• _REQUIRED WORK_
Repeat verbatim every line of the material, beginning at the line that holds "mark the graphic" and ending at its last line.

• _EXCERPTED DATA_

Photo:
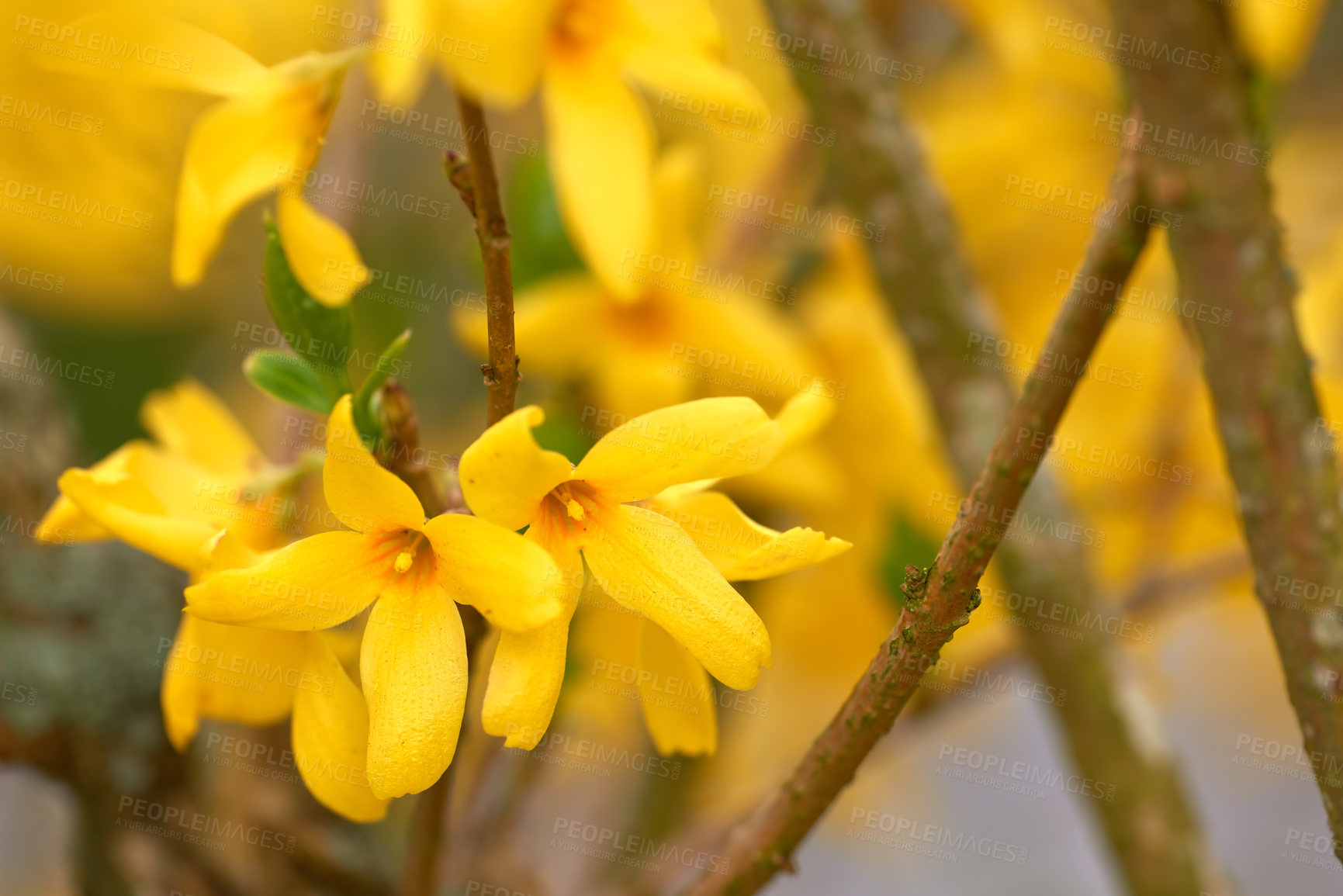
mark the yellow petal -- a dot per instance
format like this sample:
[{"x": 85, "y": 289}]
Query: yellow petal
[
  {"x": 246, "y": 147},
  {"x": 174, "y": 54},
  {"x": 189, "y": 420},
  {"x": 237, "y": 152},
  {"x": 739, "y": 547},
  {"x": 331, "y": 736},
  {"x": 360, "y": 492},
  {"x": 602, "y": 157},
  {"x": 804, "y": 415},
  {"x": 676, "y": 696},
  {"x": 64, "y": 523},
  {"x": 507, "y": 46},
  {"x": 229, "y": 673},
  {"x": 687, "y": 71},
  {"x": 687, "y": 23},
  {"x": 528, "y": 668},
  {"x": 556, "y": 324},
  {"x": 125, "y": 508},
  {"x": 505, "y": 473},
  {"x": 316, "y": 583},
  {"x": 649, "y": 565},
  {"x": 711, "y": 438},
  {"x": 413, "y": 666},
  {"x": 496, "y": 570},
  {"x": 314, "y": 246},
  {"x": 396, "y": 66}
]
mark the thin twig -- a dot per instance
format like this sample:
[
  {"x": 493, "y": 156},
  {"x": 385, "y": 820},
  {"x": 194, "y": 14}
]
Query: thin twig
[
  {"x": 479, "y": 189},
  {"x": 1227, "y": 251},
  {"x": 878, "y": 172},
  {"x": 938, "y": 600},
  {"x": 492, "y": 231}
]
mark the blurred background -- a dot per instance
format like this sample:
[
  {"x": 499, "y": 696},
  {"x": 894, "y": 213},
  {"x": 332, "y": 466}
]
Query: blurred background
[{"x": 995, "y": 102}]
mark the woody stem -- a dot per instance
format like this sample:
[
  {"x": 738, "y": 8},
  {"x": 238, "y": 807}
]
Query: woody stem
[
  {"x": 479, "y": 185},
  {"x": 938, "y": 600},
  {"x": 483, "y": 196}
]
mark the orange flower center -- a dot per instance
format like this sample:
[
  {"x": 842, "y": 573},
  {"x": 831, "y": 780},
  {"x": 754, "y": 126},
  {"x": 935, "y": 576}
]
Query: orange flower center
[
  {"x": 582, "y": 23},
  {"x": 402, "y": 547},
  {"x": 567, "y": 510}
]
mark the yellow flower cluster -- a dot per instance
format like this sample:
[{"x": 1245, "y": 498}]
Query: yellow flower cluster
[{"x": 266, "y": 625}]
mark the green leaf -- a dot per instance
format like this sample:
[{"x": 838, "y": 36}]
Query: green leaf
[
  {"x": 905, "y": 545},
  {"x": 365, "y": 418},
  {"x": 317, "y": 334},
  {"x": 540, "y": 246},
  {"x": 290, "y": 379}
]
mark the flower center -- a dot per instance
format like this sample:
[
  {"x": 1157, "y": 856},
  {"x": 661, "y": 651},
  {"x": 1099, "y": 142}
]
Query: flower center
[
  {"x": 406, "y": 559},
  {"x": 582, "y": 23}
]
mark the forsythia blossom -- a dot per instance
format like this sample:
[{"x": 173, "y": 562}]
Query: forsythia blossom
[
  {"x": 642, "y": 559},
  {"x": 413, "y": 660},
  {"x": 171, "y": 500},
  {"x": 266, "y": 133}
]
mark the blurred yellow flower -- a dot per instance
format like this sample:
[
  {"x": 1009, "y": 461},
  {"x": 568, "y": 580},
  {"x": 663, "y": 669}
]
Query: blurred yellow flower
[
  {"x": 413, "y": 661},
  {"x": 266, "y": 136},
  {"x": 674, "y": 336},
  {"x": 644, "y": 560},
  {"x": 584, "y": 54}
]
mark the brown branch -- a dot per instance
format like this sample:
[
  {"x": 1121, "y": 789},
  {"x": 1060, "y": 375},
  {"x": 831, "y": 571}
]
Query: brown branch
[
  {"x": 938, "y": 600},
  {"x": 483, "y": 198},
  {"x": 1227, "y": 253},
  {"x": 479, "y": 189},
  {"x": 877, "y": 170}
]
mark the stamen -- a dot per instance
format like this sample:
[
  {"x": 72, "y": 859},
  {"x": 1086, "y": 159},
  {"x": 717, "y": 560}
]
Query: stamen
[{"x": 406, "y": 558}]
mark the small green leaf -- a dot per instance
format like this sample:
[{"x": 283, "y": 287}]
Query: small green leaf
[
  {"x": 317, "y": 334},
  {"x": 364, "y": 413},
  {"x": 289, "y": 379},
  {"x": 542, "y": 246}
]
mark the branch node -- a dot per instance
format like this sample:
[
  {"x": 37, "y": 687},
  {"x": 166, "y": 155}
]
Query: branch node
[{"x": 459, "y": 171}]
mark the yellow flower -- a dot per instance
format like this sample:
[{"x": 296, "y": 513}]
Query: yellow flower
[
  {"x": 172, "y": 500},
  {"x": 743, "y": 551},
  {"x": 413, "y": 660},
  {"x": 659, "y": 341},
  {"x": 266, "y": 136},
  {"x": 641, "y": 559},
  {"x": 584, "y": 54}
]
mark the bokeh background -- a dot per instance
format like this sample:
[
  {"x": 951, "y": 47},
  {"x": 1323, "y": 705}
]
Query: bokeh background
[{"x": 993, "y": 104}]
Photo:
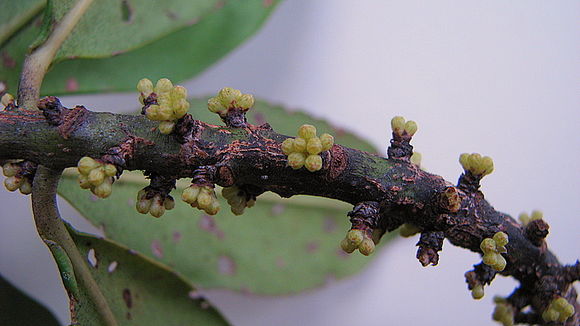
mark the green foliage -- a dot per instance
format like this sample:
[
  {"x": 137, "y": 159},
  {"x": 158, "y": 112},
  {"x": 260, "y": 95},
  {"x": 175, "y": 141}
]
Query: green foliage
[
  {"x": 276, "y": 240},
  {"x": 179, "y": 55},
  {"x": 17, "y": 308},
  {"x": 139, "y": 291}
]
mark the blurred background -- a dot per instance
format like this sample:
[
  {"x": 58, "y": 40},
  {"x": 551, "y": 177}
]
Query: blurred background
[{"x": 495, "y": 77}]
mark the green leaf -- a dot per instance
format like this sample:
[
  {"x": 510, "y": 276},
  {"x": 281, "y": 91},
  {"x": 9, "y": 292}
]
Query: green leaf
[
  {"x": 17, "y": 308},
  {"x": 178, "y": 56},
  {"x": 139, "y": 291},
  {"x": 278, "y": 246}
]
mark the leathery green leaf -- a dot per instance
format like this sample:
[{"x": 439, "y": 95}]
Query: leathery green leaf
[{"x": 139, "y": 291}]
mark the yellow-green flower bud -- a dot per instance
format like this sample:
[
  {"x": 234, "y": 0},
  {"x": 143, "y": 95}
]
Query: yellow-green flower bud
[
  {"x": 84, "y": 182},
  {"x": 501, "y": 238},
  {"x": 477, "y": 292},
  {"x": 227, "y": 95},
  {"x": 398, "y": 124},
  {"x": 347, "y": 246},
  {"x": 86, "y": 164},
  {"x": 246, "y": 101},
  {"x": 411, "y": 127},
  {"x": 488, "y": 245},
  {"x": 299, "y": 144},
  {"x": 327, "y": 141},
  {"x": 6, "y": 99},
  {"x": 104, "y": 189},
  {"x": 287, "y": 146},
  {"x": 313, "y": 163},
  {"x": 215, "y": 105},
  {"x": 145, "y": 86},
  {"x": 163, "y": 85},
  {"x": 25, "y": 188},
  {"x": 296, "y": 160},
  {"x": 96, "y": 176},
  {"x": 12, "y": 183},
  {"x": 307, "y": 131},
  {"x": 110, "y": 170},
  {"x": 157, "y": 209},
  {"x": 355, "y": 236},
  {"x": 367, "y": 247},
  {"x": 314, "y": 146},
  {"x": 143, "y": 205},
  {"x": 166, "y": 127}
]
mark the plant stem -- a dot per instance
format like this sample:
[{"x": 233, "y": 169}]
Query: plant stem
[
  {"x": 37, "y": 63},
  {"x": 52, "y": 229}
]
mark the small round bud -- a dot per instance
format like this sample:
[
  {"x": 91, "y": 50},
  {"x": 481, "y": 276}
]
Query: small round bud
[
  {"x": 488, "y": 245},
  {"x": 166, "y": 127},
  {"x": 491, "y": 259},
  {"x": 7, "y": 99},
  {"x": 163, "y": 85},
  {"x": 313, "y": 163},
  {"x": 169, "y": 203},
  {"x": 314, "y": 146},
  {"x": 10, "y": 169},
  {"x": 355, "y": 236},
  {"x": 367, "y": 247},
  {"x": 84, "y": 182},
  {"x": 411, "y": 127},
  {"x": 245, "y": 101},
  {"x": 157, "y": 209},
  {"x": 500, "y": 238},
  {"x": 477, "y": 292},
  {"x": 287, "y": 146},
  {"x": 145, "y": 86},
  {"x": 327, "y": 141},
  {"x": 103, "y": 190},
  {"x": 347, "y": 246},
  {"x": 296, "y": 160},
  {"x": 398, "y": 124},
  {"x": 110, "y": 170},
  {"x": 189, "y": 194},
  {"x": 227, "y": 95},
  {"x": 143, "y": 205},
  {"x": 96, "y": 176},
  {"x": 86, "y": 165},
  {"x": 215, "y": 105},
  {"x": 307, "y": 131},
  {"x": 299, "y": 144},
  {"x": 25, "y": 187}
]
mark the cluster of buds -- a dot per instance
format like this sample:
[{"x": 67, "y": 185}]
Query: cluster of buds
[
  {"x": 164, "y": 102},
  {"x": 401, "y": 127},
  {"x": 202, "y": 197},
  {"x": 304, "y": 150},
  {"x": 229, "y": 99},
  {"x": 503, "y": 312},
  {"x": 16, "y": 178},
  {"x": 97, "y": 176},
  {"x": 358, "y": 239},
  {"x": 558, "y": 310},
  {"x": 238, "y": 199},
  {"x": 153, "y": 203},
  {"x": 525, "y": 219},
  {"x": 476, "y": 164},
  {"x": 493, "y": 248}
]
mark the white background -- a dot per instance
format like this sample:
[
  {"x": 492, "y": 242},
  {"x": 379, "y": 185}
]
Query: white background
[{"x": 497, "y": 77}]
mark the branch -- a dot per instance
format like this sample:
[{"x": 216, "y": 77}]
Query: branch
[
  {"x": 52, "y": 230},
  {"x": 386, "y": 192}
]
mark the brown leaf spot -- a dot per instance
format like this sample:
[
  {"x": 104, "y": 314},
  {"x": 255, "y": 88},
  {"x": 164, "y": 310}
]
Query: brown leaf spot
[
  {"x": 226, "y": 265},
  {"x": 127, "y": 298},
  {"x": 156, "y": 249}
]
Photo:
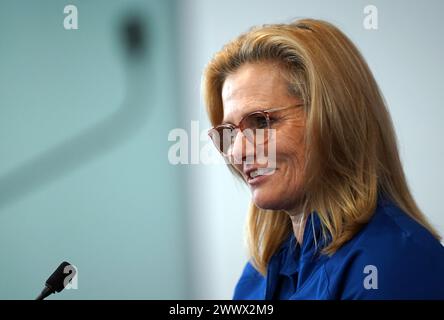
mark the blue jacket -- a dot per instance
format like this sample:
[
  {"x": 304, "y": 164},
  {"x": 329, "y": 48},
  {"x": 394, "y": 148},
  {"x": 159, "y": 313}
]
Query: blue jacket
[{"x": 392, "y": 257}]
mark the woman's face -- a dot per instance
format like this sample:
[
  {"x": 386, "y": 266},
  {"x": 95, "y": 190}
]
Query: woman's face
[{"x": 261, "y": 86}]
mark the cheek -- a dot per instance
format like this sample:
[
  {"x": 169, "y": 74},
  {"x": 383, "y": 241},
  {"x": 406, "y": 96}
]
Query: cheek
[{"x": 290, "y": 148}]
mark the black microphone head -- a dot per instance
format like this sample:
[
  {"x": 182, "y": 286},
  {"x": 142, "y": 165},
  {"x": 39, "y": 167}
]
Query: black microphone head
[{"x": 56, "y": 282}]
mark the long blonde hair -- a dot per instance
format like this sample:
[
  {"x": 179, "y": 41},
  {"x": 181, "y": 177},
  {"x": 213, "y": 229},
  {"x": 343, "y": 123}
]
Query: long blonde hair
[{"x": 351, "y": 155}]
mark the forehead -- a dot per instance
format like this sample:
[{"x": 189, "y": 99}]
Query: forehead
[{"x": 253, "y": 87}]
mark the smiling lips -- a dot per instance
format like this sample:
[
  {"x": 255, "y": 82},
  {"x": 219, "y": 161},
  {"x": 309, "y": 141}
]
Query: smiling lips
[{"x": 253, "y": 174}]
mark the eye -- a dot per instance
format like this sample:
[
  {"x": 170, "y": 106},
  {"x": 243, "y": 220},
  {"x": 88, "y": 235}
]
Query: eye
[{"x": 256, "y": 121}]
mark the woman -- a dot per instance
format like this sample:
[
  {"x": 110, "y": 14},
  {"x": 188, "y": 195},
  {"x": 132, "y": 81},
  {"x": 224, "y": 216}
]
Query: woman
[{"x": 331, "y": 215}]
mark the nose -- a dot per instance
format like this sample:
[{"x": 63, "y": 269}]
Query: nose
[{"x": 242, "y": 150}]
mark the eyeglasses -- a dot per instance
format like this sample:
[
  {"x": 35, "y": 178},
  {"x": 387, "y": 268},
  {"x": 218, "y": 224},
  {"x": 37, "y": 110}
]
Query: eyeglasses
[{"x": 254, "y": 126}]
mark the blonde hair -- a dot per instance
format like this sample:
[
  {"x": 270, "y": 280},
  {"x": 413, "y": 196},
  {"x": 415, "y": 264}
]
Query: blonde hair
[{"x": 351, "y": 155}]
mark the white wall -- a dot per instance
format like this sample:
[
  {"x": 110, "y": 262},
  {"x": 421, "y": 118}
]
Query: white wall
[{"x": 405, "y": 55}]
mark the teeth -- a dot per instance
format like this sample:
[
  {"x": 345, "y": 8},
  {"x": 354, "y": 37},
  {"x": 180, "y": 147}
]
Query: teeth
[{"x": 261, "y": 172}]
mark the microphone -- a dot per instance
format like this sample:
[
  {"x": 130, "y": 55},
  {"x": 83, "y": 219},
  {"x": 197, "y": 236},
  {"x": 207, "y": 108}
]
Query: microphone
[{"x": 56, "y": 282}]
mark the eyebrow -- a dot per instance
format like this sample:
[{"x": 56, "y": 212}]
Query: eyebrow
[{"x": 258, "y": 108}]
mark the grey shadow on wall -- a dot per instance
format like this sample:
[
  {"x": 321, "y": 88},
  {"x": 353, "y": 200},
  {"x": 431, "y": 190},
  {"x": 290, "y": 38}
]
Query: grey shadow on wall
[{"x": 105, "y": 135}]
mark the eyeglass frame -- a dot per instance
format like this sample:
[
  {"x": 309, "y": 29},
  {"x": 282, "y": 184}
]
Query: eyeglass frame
[{"x": 233, "y": 127}]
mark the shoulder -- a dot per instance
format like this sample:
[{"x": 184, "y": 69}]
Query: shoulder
[{"x": 392, "y": 257}]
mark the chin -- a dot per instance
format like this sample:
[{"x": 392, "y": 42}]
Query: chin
[{"x": 265, "y": 200}]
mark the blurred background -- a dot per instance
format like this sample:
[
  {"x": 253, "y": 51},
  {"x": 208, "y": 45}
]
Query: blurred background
[{"x": 85, "y": 116}]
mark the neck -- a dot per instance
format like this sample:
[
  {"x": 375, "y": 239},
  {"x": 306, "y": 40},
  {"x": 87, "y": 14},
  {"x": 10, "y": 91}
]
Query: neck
[{"x": 298, "y": 221}]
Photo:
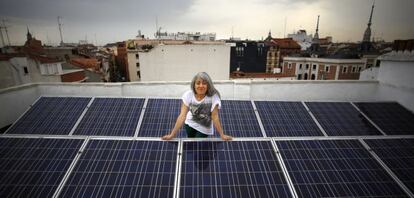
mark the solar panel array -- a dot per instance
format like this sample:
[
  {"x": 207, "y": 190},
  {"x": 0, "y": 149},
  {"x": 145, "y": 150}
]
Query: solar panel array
[
  {"x": 159, "y": 118},
  {"x": 304, "y": 163},
  {"x": 119, "y": 168},
  {"x": 238, "y": 119},
  {"x": 231, "y": 169},
  {"x": 286, "y": 119},
  {"x": 336, "y": 168},
  {"x": 341, "y": 118},
  {"x": 391, "y": 117},
  {"x": 50, "y": 115},
  {"x": 111, "y": 117},
  {"x": 34, "y": 167},
  {"x": 398, "y": 155}
]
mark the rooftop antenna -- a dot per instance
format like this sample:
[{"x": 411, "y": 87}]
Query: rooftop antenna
[
  {"x": 60, "y": 31},
  {"x": 5, "y": 29},
  {"x": 156, "y": 28},
  {"x": 47, "y": 38},
  {"x": 284, "y": 33}
]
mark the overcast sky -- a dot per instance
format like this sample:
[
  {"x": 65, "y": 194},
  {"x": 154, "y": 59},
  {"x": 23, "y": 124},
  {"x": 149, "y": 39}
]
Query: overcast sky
[{"x": 105, "y": 21}]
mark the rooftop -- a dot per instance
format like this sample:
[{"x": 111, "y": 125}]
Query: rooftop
[{"x": 292, "y": 139}]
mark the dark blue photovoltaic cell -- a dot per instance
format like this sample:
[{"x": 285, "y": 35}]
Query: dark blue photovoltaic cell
[
  {"x": 238, "y": 119},
  {"x": 286, "y": 119},
  {"x": 398, "y": 155},
  {"x": 159, "y": 118},
  {"x": 231, "y": 169},
  {"x": 336, "y": 168},
  {"x": 34, "y": 167},
  {"x": 111, "y": 117},
  {"x": 124, "y": 168},
  {"x": 51, "y": 115},
  {"x": 391, "y": 117},
  {"x": 341, "y": 119}
]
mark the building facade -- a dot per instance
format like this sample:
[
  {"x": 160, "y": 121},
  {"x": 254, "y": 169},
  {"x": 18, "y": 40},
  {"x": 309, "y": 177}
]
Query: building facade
[
  {"x": 304, "y": 68},
  {"x": 182, "y": 62},
  {"x": 248, "y": 56}
]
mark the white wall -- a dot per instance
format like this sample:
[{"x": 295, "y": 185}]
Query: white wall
[
  {"x": 14, "y": 101},
  {"x": 20, "y": 63},
  {"x": 182, "y": 62},
  {"x": 397, "y": 73},
  {"x": 132, "y": 65},
  {"x": 8, "y": 75},
  {"x": 396, "y": 79}
]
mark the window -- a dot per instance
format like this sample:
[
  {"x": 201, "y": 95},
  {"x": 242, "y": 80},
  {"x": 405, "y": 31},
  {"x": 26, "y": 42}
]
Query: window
[
  {"x": 378, "y": 63},
  {"x": 239, "y": 51},
  {"x": 259, "y": 51}
]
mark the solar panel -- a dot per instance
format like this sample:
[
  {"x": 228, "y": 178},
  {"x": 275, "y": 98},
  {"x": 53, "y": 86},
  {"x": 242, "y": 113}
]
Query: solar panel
[
  {"x": 159, "y": 118},
  {"x": 391, "y": 117},
  {"x": 124, "y": 168},
  {"x": 238, "y": 119},
  {"x": 50, "y": 115},
  {"x": 34, "y": 167},
  {"x": 286, "y": 119},
  {"x": 231, "y": 169},
  {"x": 336, "y": 168},
  {"x": 341, "y": 119},
  {"x": 398, "y": 155},
  {"x": 111, "y": 117}
]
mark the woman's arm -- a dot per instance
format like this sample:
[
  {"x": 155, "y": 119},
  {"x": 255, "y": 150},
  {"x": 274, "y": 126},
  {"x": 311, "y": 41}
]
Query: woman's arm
[
  {"x": 217, "y": 124},
  {"x": 178, "y": 124}
]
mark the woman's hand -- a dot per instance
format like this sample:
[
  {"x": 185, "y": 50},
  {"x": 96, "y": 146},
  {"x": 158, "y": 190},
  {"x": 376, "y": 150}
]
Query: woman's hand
[
  {"x": 168, "y": 136},
  {"x": 226, "y": 137}
]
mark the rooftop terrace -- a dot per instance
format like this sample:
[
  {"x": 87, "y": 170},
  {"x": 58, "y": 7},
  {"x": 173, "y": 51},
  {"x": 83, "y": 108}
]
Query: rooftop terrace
[{"x": 292, "y": 139}]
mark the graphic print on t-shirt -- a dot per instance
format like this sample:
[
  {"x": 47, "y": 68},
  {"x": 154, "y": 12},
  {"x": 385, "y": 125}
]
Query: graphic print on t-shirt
[{"x": 201, "y": 113}]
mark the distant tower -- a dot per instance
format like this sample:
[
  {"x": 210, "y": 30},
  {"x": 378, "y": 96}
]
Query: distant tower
[
  {"x": 269, "y": 36},
  {"x": 60, "y": 31},
  {"x": 315, "y": 41},
  {"x": 28, "y": 35},
  {"x": 366, "y": 44}
]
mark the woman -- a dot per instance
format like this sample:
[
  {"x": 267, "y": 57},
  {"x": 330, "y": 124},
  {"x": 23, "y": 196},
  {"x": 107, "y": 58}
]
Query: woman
[{"x": 199, "y": 110}]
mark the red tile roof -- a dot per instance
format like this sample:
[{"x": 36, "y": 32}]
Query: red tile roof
[
  {"x": 85, "y": 63},
  {"x": 286, "y": 43}
]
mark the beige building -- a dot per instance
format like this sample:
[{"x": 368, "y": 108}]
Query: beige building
[{"x": 182, "y": 62}]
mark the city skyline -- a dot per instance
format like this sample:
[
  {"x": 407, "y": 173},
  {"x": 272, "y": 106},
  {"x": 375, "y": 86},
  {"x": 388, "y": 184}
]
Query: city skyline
[{"x": 102, "y": 22}]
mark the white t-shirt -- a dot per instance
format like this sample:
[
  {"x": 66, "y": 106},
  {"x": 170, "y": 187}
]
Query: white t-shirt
[{"x": 199, "y": 114}]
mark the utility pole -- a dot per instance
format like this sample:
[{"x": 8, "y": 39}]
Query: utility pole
[{"x": 60, "y": 31}]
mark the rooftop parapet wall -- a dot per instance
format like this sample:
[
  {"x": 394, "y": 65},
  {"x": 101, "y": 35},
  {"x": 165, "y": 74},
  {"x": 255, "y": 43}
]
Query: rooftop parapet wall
[{"x": 15, "y": 101}]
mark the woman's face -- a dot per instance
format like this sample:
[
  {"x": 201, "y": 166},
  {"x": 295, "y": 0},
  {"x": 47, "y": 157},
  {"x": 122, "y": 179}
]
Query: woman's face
[{"x": 201, "y": 86}]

• _RIGHT ANSWER_
mark the graphic print on t-shirt -- a dot per instance
format like this sample:
[
  {"x": 47, "y": 68},
  {"x": 154, "y": 12},
  {"x": 385, "y": 125}
]
Query: graphic print on t-shirt
[{"x": 201, "y": 113}]
mark the distant tower -- a dot per instance
format like this sample:
[
  {"x": 210, "y": 30},
  {"x": 378, "y": 96}
]
Query: distant tower
[
  {"x": 269, "y": 36},
  {"x": 60, "y": 31},
  {"x": 315, "y": 41},
  {"x": 28, "y": 35},
  {"x": 366, "y": 44}
]
mark the woman -- a dot per instance
format like this sample:
[
  {"x": 267, "y": 57},
  {"x": 330, "y": 124},
  {"x": 23, "y": 196},
  {"x": 107, "y": 58}
]
Query: woman
[{"x": 199, "y": 110}]
mark the red tile roof -- a dot per instance
format like this sample:
[{"x": 36, "y": 32}]
Query: red tile roof
[
  {"x": 85, "y": 63},
  {"x": 286, "y": 43}
]
mark the beige building -- a dot per instance
format like this sample:
[{"x": 368, "y": 108}]
Query: beige building
[{"x": 182, "y": 62}]
mark the city skyline -- a dot per instance
format like this sample:
[
  {"x": 407, "y": 173},
  {"x": 272, "y": 106},
  {"x": 375, "y": 86},
  {"x": 388, "y": 184}
]
Query: city skyline
[{"x": 102, "y": 22}]
mark the white t-shirt -- a dot per instance
format like this sample:
[
  {"x": 66, "y": 106},
  {"x": 170, "y": 187}
]
Query: white t-shirt
[{"x": 199, "y": 114}]
mark the utility pole -- a dot per instance
format like this sample:
[{"x": 8, "y": 39}]
Query: utility pole
[{"x": 60, "y": 31}]
mark the rooftop parapet wall -- a dot per instance
format like this sample:
[
  {"x": 394, "y": 65},
  {"x": 101, "y": 35},
  {"x": 165, "y": 74},
  {"x": 255, "y": 43}
]
Query: rooftop parapet wall
[{"x": 15, "y": 101}]
mark the woman's face -- a dot per instance
format like this sample:
[
  {"x": 201, "y": 166},
  {"x": 295, "y": 0},
  {"x": 47, "y": 157},
  {"x": 122, "y": 179}
]
Query: woman's face
[{"x": 201, "y": 86}]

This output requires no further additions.